• [TASK PROMPT]: Copy out the records precisely, omitting pictures.

• [DATA]:
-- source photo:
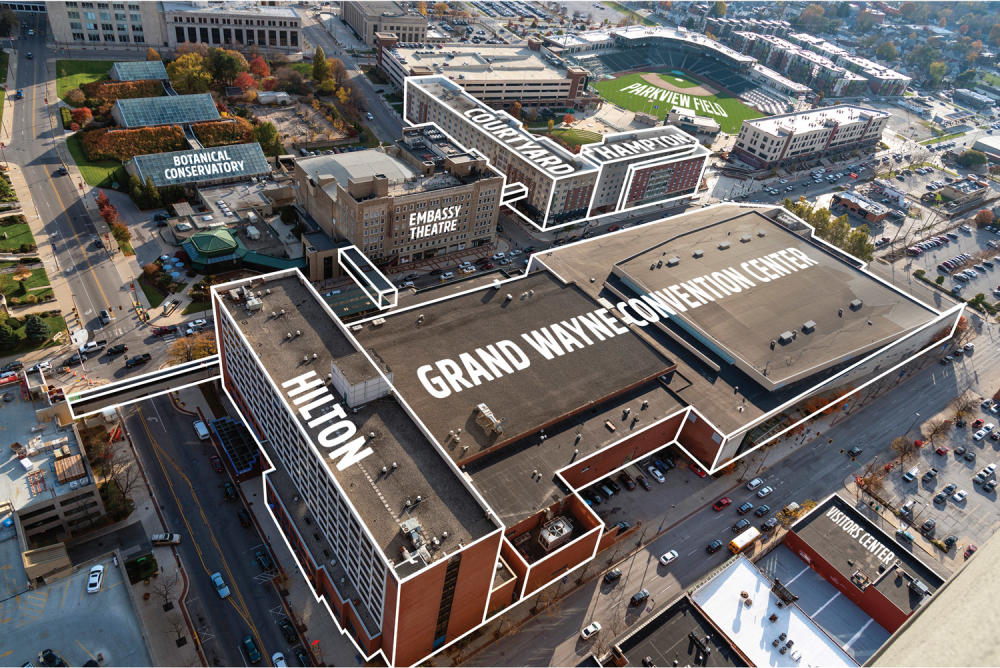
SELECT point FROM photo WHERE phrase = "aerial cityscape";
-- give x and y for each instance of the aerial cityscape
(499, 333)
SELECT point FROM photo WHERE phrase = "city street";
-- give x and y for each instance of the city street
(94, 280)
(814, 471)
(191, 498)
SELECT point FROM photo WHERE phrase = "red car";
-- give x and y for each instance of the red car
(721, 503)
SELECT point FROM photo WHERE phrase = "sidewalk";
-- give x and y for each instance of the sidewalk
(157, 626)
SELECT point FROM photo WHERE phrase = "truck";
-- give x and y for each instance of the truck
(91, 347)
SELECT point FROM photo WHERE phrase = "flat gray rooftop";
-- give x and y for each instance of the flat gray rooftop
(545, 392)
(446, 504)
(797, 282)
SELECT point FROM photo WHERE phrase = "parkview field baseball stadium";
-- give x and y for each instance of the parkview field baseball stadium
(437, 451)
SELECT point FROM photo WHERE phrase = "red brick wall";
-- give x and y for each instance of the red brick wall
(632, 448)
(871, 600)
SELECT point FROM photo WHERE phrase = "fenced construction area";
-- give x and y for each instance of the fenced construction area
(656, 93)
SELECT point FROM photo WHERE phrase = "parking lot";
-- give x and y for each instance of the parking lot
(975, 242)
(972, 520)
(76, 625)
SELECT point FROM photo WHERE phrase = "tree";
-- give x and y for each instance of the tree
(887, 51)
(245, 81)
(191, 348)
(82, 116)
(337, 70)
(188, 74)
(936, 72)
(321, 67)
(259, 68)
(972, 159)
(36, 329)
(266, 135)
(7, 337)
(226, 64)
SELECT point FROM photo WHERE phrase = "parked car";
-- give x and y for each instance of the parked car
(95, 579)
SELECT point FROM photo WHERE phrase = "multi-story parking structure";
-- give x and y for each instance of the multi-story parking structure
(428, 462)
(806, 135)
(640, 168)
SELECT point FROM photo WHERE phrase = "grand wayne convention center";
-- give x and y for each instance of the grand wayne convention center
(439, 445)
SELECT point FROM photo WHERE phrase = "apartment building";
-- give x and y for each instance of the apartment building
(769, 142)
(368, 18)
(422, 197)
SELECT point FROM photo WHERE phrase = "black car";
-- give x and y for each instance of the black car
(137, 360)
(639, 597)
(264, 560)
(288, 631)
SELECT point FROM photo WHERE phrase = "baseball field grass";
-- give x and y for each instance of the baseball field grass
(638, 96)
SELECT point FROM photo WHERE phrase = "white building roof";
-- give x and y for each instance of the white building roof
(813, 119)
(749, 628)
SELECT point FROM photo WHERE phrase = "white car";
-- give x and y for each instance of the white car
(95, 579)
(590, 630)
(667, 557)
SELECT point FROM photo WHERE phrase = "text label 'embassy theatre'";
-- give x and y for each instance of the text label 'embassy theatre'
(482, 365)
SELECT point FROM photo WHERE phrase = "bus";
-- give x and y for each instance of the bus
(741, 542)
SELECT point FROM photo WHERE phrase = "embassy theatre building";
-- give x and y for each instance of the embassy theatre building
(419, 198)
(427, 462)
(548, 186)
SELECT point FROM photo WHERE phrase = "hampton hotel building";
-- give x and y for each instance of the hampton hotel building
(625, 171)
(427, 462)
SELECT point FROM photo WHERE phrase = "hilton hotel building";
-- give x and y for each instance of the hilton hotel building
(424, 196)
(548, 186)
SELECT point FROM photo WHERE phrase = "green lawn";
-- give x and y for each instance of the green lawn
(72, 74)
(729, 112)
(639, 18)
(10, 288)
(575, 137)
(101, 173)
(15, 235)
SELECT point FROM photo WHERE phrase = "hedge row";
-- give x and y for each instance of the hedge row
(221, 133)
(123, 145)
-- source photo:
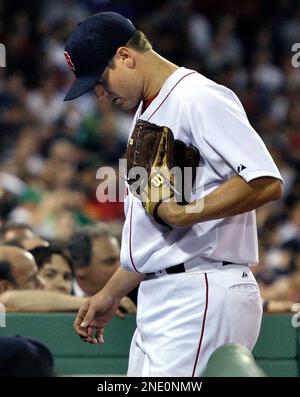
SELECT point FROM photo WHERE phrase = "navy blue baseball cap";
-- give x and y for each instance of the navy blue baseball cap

• [WORKED ANSWER]:
-- source photo:
SELECT point FROM photo WHERE phrase = "aerial cityscape";
-- give x and y for each instance of the aerial cityscape
(499, 333)
SELECT point FROM photo WHERE phrase = "city street";
-- give x and y for each instance of the city street
(94, 280)
(814, 471)
(191, 498)
SELECT point FROM photo WHERE phrase = "red car";
-- give x and y for each instance of the red car
(721, 503)
SELECT point FROM photo WHERE phrase = "sidewalk";
-- give x and y for each instance of the sidewalk
(157, 626)
SELECT point FROM photo WHERE phrase = "truck";
-- give x and y for each instance of the truck
(91, 347)
SELECT point FROM photo WHERE phrase = "flat gray rooftop";
-- give x and y for each instance of the flat gray rooftop
(545, 392)
(446, 504)
(797, 282)
SELECT point FROM photo WHERE phrase = "parkview field baseball stadium";
-- give x and y for each instance of the parkview field baseball stadium
(437, 451)
SELECT point FROM photo WHERE phrase = "red brick wall";
-- give x and y for each instance of the red brick wall
(632, 448)
(871, 600)
SELECT point FROM photo WHERE phrase = "fenced construction area";
-- give x and y for each instance of the fenced construction area
(656, 93)
SELECT point FROM photo WHERE phrase = "parking lot";
-- give x and y for each instance of the parking lot
(975, 242)
(972, 520)
(76, 625)
SELECT point FROM photo WHERE phrase = "tree";
-- give x and y for each instance of the tree
(887, 51)
(245, 81)
(191, 348)
(82, 116)
(337, 70)
(188, 74)
(936, 72)
(321, 67)
(259, 68)
(972, 159)
(36, 329)
(266, 135)
(7, 337)
(226, 64)
SELECT point FROM photo WHERE phrase = "parked car";
-- give x and y for each instance of the parked car
(95, 579)
SELECT point FROM photo WHERE phrase = "multi-story parking structure";
-- give x and y for each instance of the multi-story parking structure
(428, 462)
(806, 135)
(640, 168)
SELECT point FROM photo WHERE phrase = "grand wayne convention center";
-- give x and y for each instance of the grand wayne convention center
(439, 445)
SELECT point FROM photo WHERE phrase = "apartment building";
-- give x and y for each instance of the apartment building
(769, 142)
(368, 18)
(422, 197)
SELECT point FROM photo WHERE phrase = "black car";
-- give x and y for each instance of the black car
(137, 360)
(639, 597)
(264, 560)
(288, 631)
SELECT point FROM photo WHERE phrase = "baseball field grass";
-- give x and y for each instance of the baseball field grass
(638, 96)
SELECT point FROM photo WHERE phrase = "white building roof";
-- give x and y for each instance of the white building roof
(813, 119)
(749, 628)
SELECT point FROM photo WHERE phrase = "white car";
-- give x and y for each instance of the white car
(95, 579)
(590, 630)
(667, 557)
SELECT point FROM photo WHERE phrase = "text label 'embassy theatre'";
-- give x and y for each instance of the text label 'embassy theatre'
(482, 365)
SELECT point FROM photo WHERE phrase = "bus";
-- give x and y for each instance of the bus
(741, 542)
SELECT point FROM photo WHERE phrase = "embassy theatre building";
-- give x and y for each instance of the embassy theatre building
(419, 198)
(427, 462)
(548, 186)
SELECT point FROM photo WHERE phrase = "hampton hotel building";
-- give x and y for each instance of the hampton hotel building
(625, 171)
(427, 462)
SELECT point FROM photo WHERE phrase = "hilton hotel building";
-- give x and y for each instance of the hilton hotel building
(424, 196)
(548, 186)
SELECT point FROM photo WHERE phrase = "green lawn";
-- give x and y for each instance of the green lawn
(72, 74)
(729, 112)
(639, 18)
(10, 288)
(575, 137)
(101, 173)
(15, 235)
SELECT point FROM photo WHERE phrase = "hedge row";
-- give x and y for each instance of the hedge row
(221, 133)
(123, 145)
-- source photo:
SELECT point FROM photo WHERE phrase = "navy blue baseball cap";
-- give x and y for each instance of the navy blue baseball cap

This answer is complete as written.